▶ **What you should do**
Transcribe word for word the lines below from the line with "task: segment the seated audience member" through the line with "Trace the outline of every instance of the seated", ends included.

--- Given entries Enclosed Below ---

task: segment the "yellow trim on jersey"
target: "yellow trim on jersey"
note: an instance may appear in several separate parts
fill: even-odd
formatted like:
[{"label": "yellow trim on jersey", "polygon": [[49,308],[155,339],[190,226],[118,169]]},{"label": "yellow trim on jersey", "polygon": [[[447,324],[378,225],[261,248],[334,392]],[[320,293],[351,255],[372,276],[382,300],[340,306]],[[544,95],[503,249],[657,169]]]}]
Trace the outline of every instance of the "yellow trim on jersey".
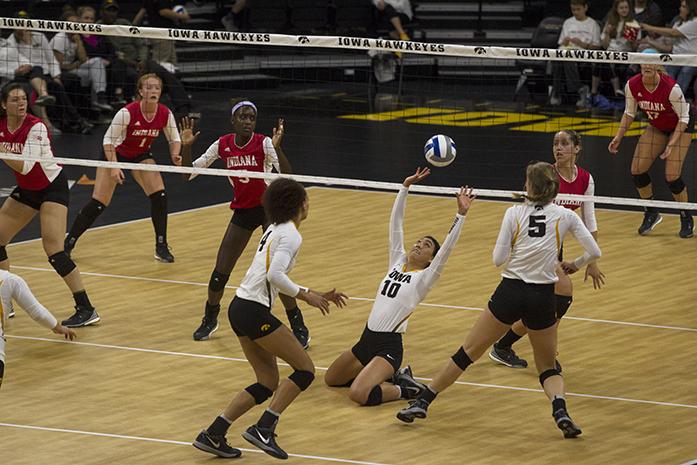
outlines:
[{"label": "yellow trim on jersey", "polygon": [[513,248],[518,240],[518,234],[520,234],[520,221],[515,220],[515,233],[513,234],[513,240],[511,241],[511,248]]},{"label": "yellow trim on jersey", "polygon": [[273,239],[269,241],[269,247],[266,249],[266,272],[269,272],[269,267],[271,266],[271,243]]},{"label": "yellow trim on jersey", "polygon": [[[0,279],[0,286],[2,286],[3,281]],[[2,308],[2,300],[0,300],[0,328],[5,324],[5,309]],[[2,380],[2,378],[0,378]]]},{"label": "yellow trim on jersey", "polygon": [[398,329],[400,326],[402,326],[402,323],[404,323],[405,321],[407,321],[413,314],[414,314],[414,312],[411,312],[409,315],[407,315],[407,316],[405,316],[404,318],[402,318],[402,321],[400,321],[399,323],[397,323],[397,326],[395,326],[395,327],[392,329],[392,331],[390,331],[390,332],[392,332],[392,333],[396,332],[397,329]]},{"label": "yellow trim on jersey", "polygon": [[554,233],[556,234],[557,238],[557,256],[559,256],[559,250],[561,249],[561,238],[559,237],[559,222],[561,221],[561,218],[559,218],[554,225]]}]

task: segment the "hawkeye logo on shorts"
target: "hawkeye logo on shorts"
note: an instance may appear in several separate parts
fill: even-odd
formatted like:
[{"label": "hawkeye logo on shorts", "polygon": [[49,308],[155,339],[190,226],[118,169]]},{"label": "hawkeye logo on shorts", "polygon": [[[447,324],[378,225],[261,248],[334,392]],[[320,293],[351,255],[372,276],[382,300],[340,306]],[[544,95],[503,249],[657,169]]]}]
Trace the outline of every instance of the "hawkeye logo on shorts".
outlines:
[{"label": "hawkeye logo on shorts", "polygon": [[261,325],[261,328],[259,328],[259,329],[262,330],[263,332],[266,332],[269,329],[271,329],[271,325],[268,323],[265,323],[265,324]]}]

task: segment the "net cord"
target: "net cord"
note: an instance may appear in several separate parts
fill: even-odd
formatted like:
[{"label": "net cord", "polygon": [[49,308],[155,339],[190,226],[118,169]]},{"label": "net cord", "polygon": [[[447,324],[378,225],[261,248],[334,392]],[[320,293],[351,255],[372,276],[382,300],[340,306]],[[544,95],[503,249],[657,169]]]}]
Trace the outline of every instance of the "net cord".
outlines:
[{"label": "net cord", "polygon": [[[228,170],[219,168],[195,168],[195,167],[185,167],[185,166],[171,166],[171,165],[156,165],[156,164],[146,164],[146,163],[122,163],[122,162],[110,162],[103,160],[84,160],[79,158],[40,158],[40,157],[25,157],[23,155],[15,155],[9,153],[0,153],[0,160],[16,160],[16,161],[32,161],[38,163],[59,163],[63,165],[75,165],[75,166],[86,166],[91,168],[120,168],[122,170],[137,170],[137,171],[157,171],[163,173],[179,173],[179,174],[190,174],[190,175],[207,175],[207,176],[222,176],[222,177],[238,177],[238,178],[251,178],[251,179],[265,179],[272,181],[278,177],[293,178],[298,182],[320,184],[325,186],[342,186],[342,187],[353,187],[353,188],[363,188],[363,189],[379,189],[379,190],[390,190],[396,191],[401,187],[401,183],[394,182],[383,182],[383,181],[368,181],[362,179],[349,179],[349,178],[334,178],[326,176],[309,176],[300,174],[278,174],[278,173],[260,173],[257,171],[245,171],[245,170]],[[459,191],[456,187],[444,187],[444,186],[422,186],[414,185],[411,186],[410,190],[412,192],[418,192],[422,194],[438,194],[438,195],[452,195]],[[474,193],[482,197],[493,197],[501,199],[511,199],[513,194],[522,194],[522,191],[508,191],[508,190],[496,190],[496,189],[477,189],[475,188]],[[590,196],[590,195],[573,195],[573,194],[559,194],[557,200],[565,201],[593,201],[597,204],[603,205],[622,205],[622,206],[632,206],[632,207],[656,207],[670,210],[697,210],[697,203],[689,202],[672,202],[663,200],[641,200],[641,199],[629,199],[624,197],[604,197],[604,196]]]}]

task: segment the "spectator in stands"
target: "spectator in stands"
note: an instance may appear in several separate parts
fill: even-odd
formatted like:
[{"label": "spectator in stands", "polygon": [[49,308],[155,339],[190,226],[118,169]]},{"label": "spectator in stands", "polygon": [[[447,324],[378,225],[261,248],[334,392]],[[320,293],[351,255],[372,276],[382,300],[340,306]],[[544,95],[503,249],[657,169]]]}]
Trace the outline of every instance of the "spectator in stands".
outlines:
[{"label": "spectator in stands", "polygon": [[[67,12],[61,17],[62,21],[77,23],[77,13]],[[59,32],[50,42],[53,54],[61,68],[61,78],[66,85],[70,78],[77,77],[81,87],[90,87],[92,108],[97,111],[111,112],[114,108],[109,105],[106,94],[107,74],[104,61],[101,58],[89,58],[80,38],[80,34]]]},{"label": "spectator in stands", "polygon": [[[21,16],[21,13],[20,13]],[[24,17],[27,17],[26,14]],[[54,135],[61,133],[49,119],[45,106],[58,102],[61,127],[73,132],[88,133],[92,125],[80,117],[63,88],[58,61],[46,36],[40,32],[15,30],[0,49],[0,77],[26,82],[36,92],[31,106],[34,112]]]},{"label": "spectator in stands", "polygon": [[[641,23],[642,29],[649,33],[658,34],[673,39],[672,47],[663,45],[659,48],[662,52],[675,54],[697,54],[697,0],[682,0],[680,13],[673,27],[657,27]],[[661,46],[656,41],[656,45]],[[697,76],[697,67],[693,66],[666,66],[666,71],[678,82],[685,97],[690,95],[688,89],[690,83]]]},{"label": "spectator in stands", "polygon": [[[600,26],[587,15],[587,0],[571,0],[572,17],[564,21],[559,35],[559,48],[565,49],[599,49]],[[569,94],[578,94],[576,105],[588,103],[588,86],[581,81],[581,70],[576,61],[555,61],[552,63],[552,96],[550,103],[559,105],[564,87]]]},{"label": "spectator in stands", "polygon": [[[94,23],[96,12],[91,6],[80,6],[77,15],[81,23]],[[135,93],[135,78],[129,80],[128,66],[116,56],[116,49],[107,36],[81,34],[82,45],[89,58],[100,58],[108,71],[107,84],[115,105],[130,101]]]},{"label": "spectator in stands", "polygon": [[409,0],[373,0],[377,19],[390,30],[393,39],[410,40],[404,24],[414,17]]},{"label": "spectator in stands", "polygon": [[[175,28],[189,21],[186,11],[175,13],[174,7],[180,0],[143,0],[143,7],[133,19],[133,24],[139,25],[145,15],[151,27]],[[152,58],[171,72],[176,70],[177,51],[173,40],[151,39]]]},{"label": "spectator in stands", "polygon": [[640,23],[663,26],[663,12],[653,0],[634,0],[634,18]]},{"label": "spectator in stands", "polygon": [[[603,32],[600,34],[600,43],[606,50],[615,52],[636,51],[639,23],[634,20],[629,0],[615,0],[612,9],[607,14]],[[591,103],[598,95],[598,87],[602,74],[609,72],[610,83],[618,97],[624,97],[624,79],[627,66],[616,63],[594,63],[593,78],[591,80]]]},{"label": "spectator in stands", "polygon": [[249,31],[252,28],[250,17],[249,0],[236,0],[230,5],[230,12],[223,16],[220,22],[230,32]]},{"label": "spectator in stands", "polygon": [[[127,19],[119,18],[119,4],[116,0],[104,0],[99,15],[100,22],[104,24],[131,25]],[[200,114],[191,111],[191,98],[181,81],[156,61],[148,59],[148,48],[143,39],[135,36],[109,36],[108,38],[116,50],[116,55],[128,66],[129,79],[136,81],[138,76],[148,73],[154,73],[162,79],[163,93],[169,95],[177,121],[184,116],[200,117]]]}]

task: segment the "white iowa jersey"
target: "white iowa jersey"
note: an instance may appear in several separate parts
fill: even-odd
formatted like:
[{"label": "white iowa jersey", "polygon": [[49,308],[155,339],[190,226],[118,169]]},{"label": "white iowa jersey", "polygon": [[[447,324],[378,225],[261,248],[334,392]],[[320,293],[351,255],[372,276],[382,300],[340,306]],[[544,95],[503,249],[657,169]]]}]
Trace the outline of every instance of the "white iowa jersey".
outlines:
[{"label": "white iowa jersey", "polygon": [[407,320],[417,305],[436,283],[445,263],[460,236],[465,217],[457,215],[448,237],[425,270],[405,271],[407,253],[404,250],[404,208],[407,188],[401,188],[390,216],[390,269],[380,282],[373,309],[368,317],[368,329],[376,332],[403,333]]},{"label": "white iowa jersey", "polygon": [[544,206],[525,203],[506,210],[494,248],[494,264],[506,264],[504,278],[526,283],[549,284],[558,281],[555,273],[559,249],[571,232],[586,250],[576,264],[580,267],[600,257],[593,236],[573,211],[549,203]]},{"label": "white iowa jersey", "polygon": [[237,296],[269,308],[279,291],[295,297],[300,286],[288,278],[288,273],[295,265],[302,240],[293,222],[269,226],[261,236],[254,260],[237,289]]}]

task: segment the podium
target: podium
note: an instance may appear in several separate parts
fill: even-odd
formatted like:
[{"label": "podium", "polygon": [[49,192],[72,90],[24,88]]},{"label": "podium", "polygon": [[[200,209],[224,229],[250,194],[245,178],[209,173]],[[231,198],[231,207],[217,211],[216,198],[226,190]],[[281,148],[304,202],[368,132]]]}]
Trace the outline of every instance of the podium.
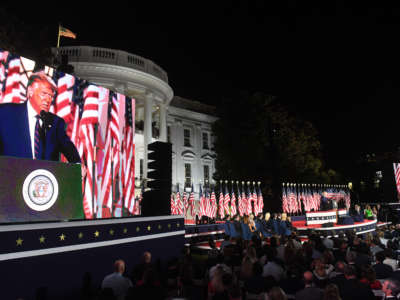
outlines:
[{"label": "podium", "polygon": [[0,156],[0,223],[84,219],[80,164]]}]

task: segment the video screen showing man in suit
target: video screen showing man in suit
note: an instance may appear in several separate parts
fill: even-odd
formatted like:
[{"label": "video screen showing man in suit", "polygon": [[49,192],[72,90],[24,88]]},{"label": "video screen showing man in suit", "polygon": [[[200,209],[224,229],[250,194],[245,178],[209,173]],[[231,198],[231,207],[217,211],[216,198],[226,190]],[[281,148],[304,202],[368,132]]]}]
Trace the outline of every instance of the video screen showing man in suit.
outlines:
[{"label": "video screen showing man in suit", "polygon": [[57,86],[44,72],[32,73],[25,103],[0,105],[0,155],[79,163],[65,121],[49,112]]}]

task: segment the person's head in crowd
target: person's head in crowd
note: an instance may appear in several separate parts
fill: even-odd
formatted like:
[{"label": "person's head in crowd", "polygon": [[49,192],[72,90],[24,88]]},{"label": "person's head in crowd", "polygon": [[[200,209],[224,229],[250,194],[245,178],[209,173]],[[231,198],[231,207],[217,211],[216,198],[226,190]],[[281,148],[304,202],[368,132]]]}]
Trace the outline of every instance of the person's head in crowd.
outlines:
[{"label": "person's head in crowd", "polygon": [[282,221],[286,221],[286,220],[287,220],[287,214],[286,214],[286,213],[283,213],[283,214],[281,215],[281,220],[282,220]]},{"label": "person's head in crowd", "polygon": [[211,249],[217,248],[217,246],[215,245],[215,241],[212,237],[208,238],[208,245],[210,246]]},{"label": "person's head in crowd", "polygon": [[265,221],[269,221],[271,214],[269,212],[265,213]]},{"label": "person's head in crowd", "polygon": [[314,275],[311,271],[305,271],[303,274],[303,281],[305,286],[311,286],[314,281]]},{"label": "person's head in crowd", "polygon": [[32,73],[27,84],[27,98],[36,113],[50,110],[57,93],[57,85],[43,71]]},{"label": "person's head in crowd", "polygon": [[368,283],[374,283],[376,280],[375,270],[368,265],[363,265],[361,267],[360,276],[362,279],[367,280]]},{"label": "person's head in crowd", "polygon": [[271,247],[277,247],[278,246],[278,240],[275,236],[271,236],[270,240],[269,240],[269,245]]},{"label": "person's head in crowd", "polygon": [[260,277],[262,273],[263,273],[263,266],[258,261],[256,261],[253,264],[253,276]]},{"label": "person's head in crowd", "polygon": [[254,245],[254,247],[259,248],[261,247],[261,239],[258,235],[253,235],[251,237],[251,243]]},{"label": "person's head in crowd", "polygon": [[285,292],[278,286],[274,286],[269,292],[268,292],[268,299],[269,300],[286,300],[286,294]]},{"label": "person's head in crowd", "polygon": [[376,206],[372,207],[372,213],[377,215],[378,214],[378,209],[376,208]]},{"label": "person's head in crowd", "polygon": [[382,291],[385,293],[386,297],[397,297],[400,293],[400,282],[393,278],[386,279],[383,282]]},{"label": "person's head in crowd", "polygon": [[385,250],[383,250],[383,253],[385,254],[385,258],[393,258],[392,248],[387,247]]},{"label": "person's head in crowd", "polygon": [[346,254],[346,260],[348,264],[354,264],[356,260],[356,253],[354,251],[348,251]]},{"label": "person's head in crowd", "polygon": [[335,271],[338,273],[344,274],[344,270],[346,268],[346,263],[344,261],[337,261],[335,264]]},{"label": "person's head in crowd", "polygon": [[150,264],[151,263],[151,253],[149,251],[146,251],[146,252],[143,253],[142,261],[145,264]]},{"label": "person's head in crowd", "polygon": [[384,251],[379,251],[377,253],[375,253],[375,260],[377,263],[383,263],[383,261],[385,260],[385,252]]},{"label": "person's head in crowd", "polygon": [[356,278],[356,276],[357,276],[356,268],[354,266],[347,265],[344,268],[344,276],[346,277],[346,279]]},{"label": "person's head in crowd", "polygon": [[247,247],[246,255],[250,257],[251,260],[257,260],[256,248],[254,248],[253,246]]},{"label": "person's head in crowd", "polygon": [[325,287],[323,300],[341,300],[339,288],[336,284],[330,283]]},{"label": "person's head in crowd", "polygon": [[114,272],[124,274],[125,262],[122,259],[118,259],[114,262]]}]

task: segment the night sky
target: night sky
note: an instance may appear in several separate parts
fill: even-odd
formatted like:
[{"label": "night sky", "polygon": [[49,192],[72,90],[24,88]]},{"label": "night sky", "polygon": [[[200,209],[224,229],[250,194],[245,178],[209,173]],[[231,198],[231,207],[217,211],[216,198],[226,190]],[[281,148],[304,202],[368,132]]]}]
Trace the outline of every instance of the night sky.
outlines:
[{"label": "night sky", "polygon": [[240,90],[272,93],[314,123],[332,168],[399,146],[398,1],[173,2],[65,3],[45,18],[18,3],[9,9],[27,23],[54,27],[47,46],[55,46],[61,22],[78,35],[62,45],[153,60],[179,96],[217,104]]}]

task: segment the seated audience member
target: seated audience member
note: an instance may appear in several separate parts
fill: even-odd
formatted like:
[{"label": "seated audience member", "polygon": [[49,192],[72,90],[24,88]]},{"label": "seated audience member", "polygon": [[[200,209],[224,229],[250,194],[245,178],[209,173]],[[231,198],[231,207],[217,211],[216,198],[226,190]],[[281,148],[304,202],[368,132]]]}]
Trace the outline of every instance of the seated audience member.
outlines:
[{"label": "seated audience member", "polygon": [[373,265],[372,268],[375,270],[376,278],[377,279],[389,278],[393,273],[393,269],[391,266],[383,263],[383,261],[385,260],[384,252],[380,251],[376,253],[375,258],[376,258],[376,264]]},{"label": "seated audience member", "polygon": [[265,279],[262,276],[263,267],[259,262],[253,264],[252,275],[244,282],[244,289],[251,294],[260,294],[264,292]]},{"label": "seated audience member", "polygon": [[384,264],[392,267],[393,271],[397,270],[397,260],[393,259],[393,250],[390,248],[386,248],[383,253],[385,254]]},{"label": "seated audience member", "polygon": [[361,267],[360,282],[369,285],[372,290],[380,290],[382,284],[376,279],[376,274],[371,266],[364,265]]},{"label": "seated audience member", "polygon": [[267,299],[268,300],[286,300],[287,296],[280,287],[275,286],[268,292]]},{"label": "seated audience member", "polygon": [[141,262],[133,268],[131,279],[133,282],[142,280],[143,274],[148,268],[153,268],[153,264],[151,263],[151,253],[146,251],[142,255]]},{"label": "seated audience member", "polygon": [[383,282],[382,291],[385,293],[385,299],[398,299],[400,294],[400,282],[389,278]]},{"label": "seated audience member", "polygon": [[131,280],[123,276],[124,272],[125,262],[122,259],[119,259],[114,263],[114,273],[104,277],[103,282],[101,283],[101,288],[111,288],[114,292],[114,296],[118,300],[123,300],[128,289],[133,286]]},{"label": "seated audience member", "polygon": [[337,285],[331,283],[325,287],[323,300],[341,300]]},{"label": "seated audience member", "polygon": [[285,276],[285,271],[280,264],[276,262],[276,249],[272,247],[266,248],[267,263],[263,268],[263,277],[271,275],[279,282]]},{"label": "seated audience member", "polygon": [[356,269],[354,266],[346,266],[344,271],[344,276],[346,280],[340,283],[339,291],[340,296],[343,300],[355,300],[355,299],[363,299],[363,300],[374,300],[375,296],[371,291],[371,288],[361,283],[357,279]]},{"label": "seated audience member", "polygon": [[320,300],[323,291],[314,284],[314,276],[310,271],[303,274],[304,289],[296,293],[296,300]]},{"label": "seated audience member", "polygon": [[164,299],[164,292],[157,274],[152,268],[144,271],[142,280],[139,280],[134,289],[133,299]]},{"label": "seated audience member", "polygon": [[325,286],[328,284],[328,270],[325,266],[325,263],[323,262],[322,259],[315,259],[313,262],[313,275],[314,275],[314,283],[316,284],[317,287],[319,288],[325,288]]}]

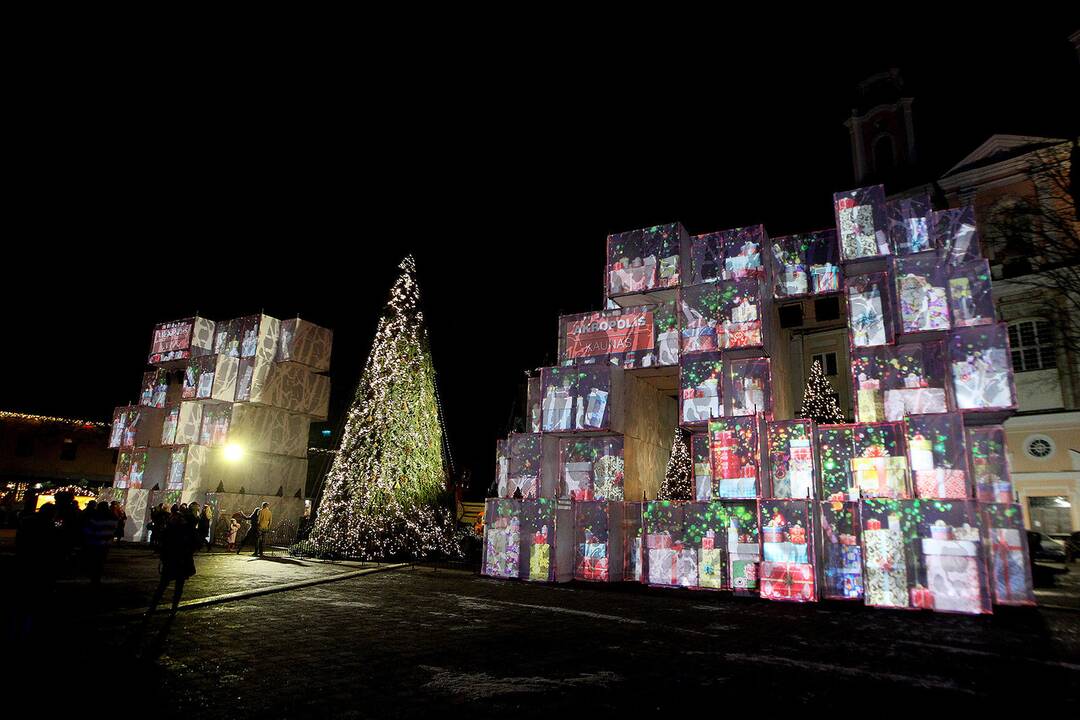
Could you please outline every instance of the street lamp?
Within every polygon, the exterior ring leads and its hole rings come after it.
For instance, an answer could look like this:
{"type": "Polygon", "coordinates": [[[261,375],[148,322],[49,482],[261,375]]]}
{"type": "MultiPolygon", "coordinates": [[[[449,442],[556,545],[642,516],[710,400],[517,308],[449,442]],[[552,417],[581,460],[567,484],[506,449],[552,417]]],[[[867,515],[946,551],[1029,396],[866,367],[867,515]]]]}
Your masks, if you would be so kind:
{"type": "Polygon", "coordinates": [[[225,446],[225,459],[229,462],[236,462],[242,457],[244,457],[244,448],[236,443],[229,443],[225,446]]]}

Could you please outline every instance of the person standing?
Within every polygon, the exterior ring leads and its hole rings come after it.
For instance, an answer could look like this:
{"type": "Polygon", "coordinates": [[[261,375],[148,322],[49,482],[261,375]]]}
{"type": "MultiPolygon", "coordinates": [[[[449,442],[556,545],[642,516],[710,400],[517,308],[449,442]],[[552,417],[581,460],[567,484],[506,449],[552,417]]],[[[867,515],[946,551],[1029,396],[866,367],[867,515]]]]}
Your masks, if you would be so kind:
{"type": "Polygon", "coordinates": [[[229,537],[228,543],[225,545],[226,550],[236,549],[236,533],[240,532],[240,523],[235,517],[229,518],[229,537]]]}
{"type": "Polygon", "coordinates": [[[161,536],[161,579],[157,590],[146,611],[149,618],[157,609],[165,588],[173,583],[172,612],[175,615],[180,606],[180,597],[184,593],[184,583],[195,574],[195,551],[202,542],[199,539],[193,518],[187,513],[174,512],[161,536]]]}
{"type": "Polygon", "coordinates": [[[270,533],[270,523],[274,520],[274,514],[270,512],[270,503],[264,502],[259,511],[258,526],[259,535],[255,540],[255,557],[262,557],[263,546],[266,544],[266,536],[270,533]]]}
{"type": "Polygon", "coordinates": [[[248,529],[247,532],[244,533],[244,539],[241,540],[240,544],[236,546],[237,555],[240,554],[240,551],[243,550],[244,546],[247,545],[249,542],[256,541],[256,538],[259,535],[259,511],[260,508],[258,505],[256,505],[255,509],[251,511],[251,515],[245,518],[248,522],[248,529]]]}
{"type": "Polygon", "coordinates": [[[105,557],[116,534],[116,514],[105,503],[98,503],[93,509],[87,507],[85,514],[87,517],[83,521],[83,557],[91,584],[99,585],[101,573],[105,569],[105,557]]]}
{"type": "Polygon", "coordinates": [[[213,509],[210,504],[207,503],[203,506],[202,512],[199,513],[199,519],[197,527],[199,530],[200,546],[206,545],[206,552],[210,552],[210,519],[212,517],[213,509]]]}

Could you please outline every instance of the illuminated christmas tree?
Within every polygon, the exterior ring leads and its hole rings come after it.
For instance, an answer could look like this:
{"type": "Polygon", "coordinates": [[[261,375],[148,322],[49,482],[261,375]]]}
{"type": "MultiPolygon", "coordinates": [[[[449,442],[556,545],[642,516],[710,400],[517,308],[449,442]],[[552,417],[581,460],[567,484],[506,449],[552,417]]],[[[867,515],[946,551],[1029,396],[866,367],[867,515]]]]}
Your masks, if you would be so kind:
{"type": "Polygon", "coordinates": [[[806,389],[803,390],[799,417],[810,418],[820,424],[844,422],[844,413],[836,401],[836,393],[832,385],[825,378],[820,360],[815,360],[810,368],[810,377],[806,379],[806,389]]]}
{"type": "Polygon", "coordinates": [[[656,497],[659,500],[694,499],[694,464],[690,460],[690,450],[686,447],[682,428],[675,428],[675,437],[671,441],[671,457],[656,497]]]}
{"type": "Polygon", "coordinates": [[[305,548],[316,555],[457,554],[416,263],[399,267],[305,548]]]}

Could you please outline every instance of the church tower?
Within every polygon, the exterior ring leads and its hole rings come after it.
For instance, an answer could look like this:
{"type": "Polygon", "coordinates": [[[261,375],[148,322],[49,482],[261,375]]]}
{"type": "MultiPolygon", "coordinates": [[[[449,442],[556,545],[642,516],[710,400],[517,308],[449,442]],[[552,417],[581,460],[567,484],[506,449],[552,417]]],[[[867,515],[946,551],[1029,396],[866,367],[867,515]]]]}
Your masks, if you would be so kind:
{"type": "Polygon", "coordinates": [[[892,68],[859,83],[844,125],[851,133],[857,185],[903,187],[915,166],[915,127],[900,71],[892,68]]]}

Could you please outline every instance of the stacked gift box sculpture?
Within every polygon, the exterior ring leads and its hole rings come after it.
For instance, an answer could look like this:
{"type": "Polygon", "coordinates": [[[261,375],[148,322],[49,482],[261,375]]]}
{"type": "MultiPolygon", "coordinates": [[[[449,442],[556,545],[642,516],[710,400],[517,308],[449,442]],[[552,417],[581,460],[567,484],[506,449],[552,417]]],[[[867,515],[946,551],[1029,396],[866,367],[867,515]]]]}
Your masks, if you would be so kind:
{"type": "Polygon", "coordinates": [[[608,238],[605,308],[559,322],[500,440],[483,572],[987,613],[1034,602],[1015,409],[971,208],[834,196],[835,228],[608,238]],[[794,417],[777,300],[841,296],[856,422],[794,417]],[[693,500],[657,500],[672,428],[693,500]]]}
{"type": "Polygon", "coordinates": [[[275,526],[295,530],[308,429],[326,419],[330,400],[331,344],[331,331],[299,318],[155,326],[138,404],[113,413],[107,494],[125,505],[125,537],[144,539],[162,502],[209,503],[215,520],[269,502],[275,526]]]}

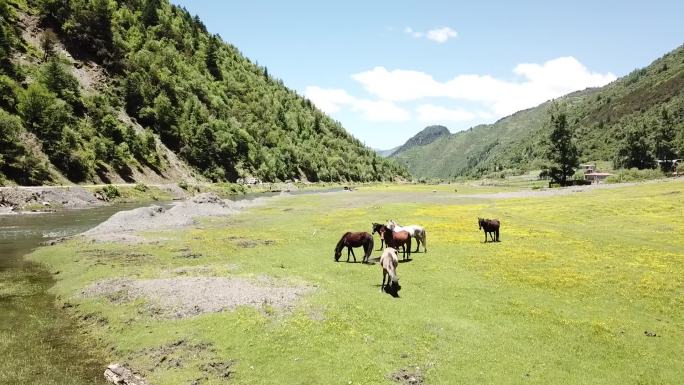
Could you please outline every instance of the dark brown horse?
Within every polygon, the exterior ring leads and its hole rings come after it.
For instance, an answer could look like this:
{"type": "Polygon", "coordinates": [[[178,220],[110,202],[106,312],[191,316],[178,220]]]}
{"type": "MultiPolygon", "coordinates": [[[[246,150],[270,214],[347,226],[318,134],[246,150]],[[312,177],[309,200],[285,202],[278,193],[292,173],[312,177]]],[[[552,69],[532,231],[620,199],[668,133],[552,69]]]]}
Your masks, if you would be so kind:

--- End of Enclosed Given entries ---

▶ **Output of the task**
task: segment the seated audience member
target: seated audience member
note: an instance may appear in several separate parts
fill: even-odd
formatted like:
[{"label": "seated audience member", "polygon": [[49,192],[72,90],[24,88]]},{"label": "seated audience member", "polygon": [[[200,209],[224,229],[250,194],[245,178],[209,173]],[[231,198],[231,207],[217,211],[216,198],[226,190]],[[281,148],[304,202],[368,132]]]}]
Trace the outline of every instance of the seated audience member.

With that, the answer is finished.